■ **PASSAGE PROVIDED**
The Federal Reserve has no debt ceiling
While you were sleeping the Federal Reserve has grown its balance sheet to well over $2.84 trillion. No public scrutiny, no media investigations, no deeper analysis, yet this has all occurred in the matter of a few years. Keep in mind the Fed has taken on mortgage backed securities, luxury hotel loans, strip mall loans, and other dubious debt that is hidden from public analysis. So while you and I need to operate within the fiscal laws of reality and not spend more than we earn, the Fed in conjunction with the U.S. Treasury can digitally print up as much money as is needed to protect the too big to fail banks. Where does the average American have the option to dump onerous student loans, insane credit card debt, or other payday loans for that matter? There is no mechanism for this outside of bankruptcy (and student loans are still with you even after that). Many of the too big to fail banks have simply shifted toxic assets to the Federal Reserve. And then people wonder why the U.S. dollar is plunging.
The credit card is a fascinating device. People are able to spend today with the promise of paying tomorrow. This peaked in 2007 where we were quickly approaching $1 trillion in revolving debt in the American public. As the chart shows, since 1965 credit card debt has only grown. Through every recession and dip this movement never changed. That is until this crisis hit. Credit card debt has now fallen into the $700 billion range and has been surpassed by student loan debt that is quickly approaching $1 trillion itself.

■ **EXTRACTED RECORDS**
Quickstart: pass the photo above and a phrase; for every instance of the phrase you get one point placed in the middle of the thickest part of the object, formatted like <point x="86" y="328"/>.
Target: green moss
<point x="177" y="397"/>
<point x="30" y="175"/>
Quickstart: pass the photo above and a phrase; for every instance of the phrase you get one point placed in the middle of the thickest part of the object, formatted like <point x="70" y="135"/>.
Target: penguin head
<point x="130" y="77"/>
* * *
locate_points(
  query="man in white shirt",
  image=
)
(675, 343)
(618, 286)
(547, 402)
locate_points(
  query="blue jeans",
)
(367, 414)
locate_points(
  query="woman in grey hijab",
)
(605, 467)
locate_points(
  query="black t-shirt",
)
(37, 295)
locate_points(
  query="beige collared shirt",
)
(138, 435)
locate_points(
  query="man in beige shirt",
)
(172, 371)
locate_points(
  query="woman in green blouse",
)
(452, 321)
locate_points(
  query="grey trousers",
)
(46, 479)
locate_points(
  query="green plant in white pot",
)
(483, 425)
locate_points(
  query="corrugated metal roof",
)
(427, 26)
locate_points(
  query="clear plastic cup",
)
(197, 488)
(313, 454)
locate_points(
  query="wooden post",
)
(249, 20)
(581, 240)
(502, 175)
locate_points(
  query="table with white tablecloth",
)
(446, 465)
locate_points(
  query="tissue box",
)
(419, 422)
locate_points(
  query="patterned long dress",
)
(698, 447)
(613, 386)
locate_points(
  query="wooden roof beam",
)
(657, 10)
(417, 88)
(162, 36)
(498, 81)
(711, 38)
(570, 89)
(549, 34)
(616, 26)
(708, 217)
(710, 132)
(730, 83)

■ **ACTIVITY**
Answer these from the passage on the Federal Reserve and consumer debt:
(a) To what size has the Federal Reserve grown its balance sheet?
(b) In what year did credit card debt peak?
(c) What kind of debt has surpassed credit card debt?

■ **ANSWER SECTION**
(a) Well over $2.84 trillion.
(b) 2007.
(c) Student loan debt.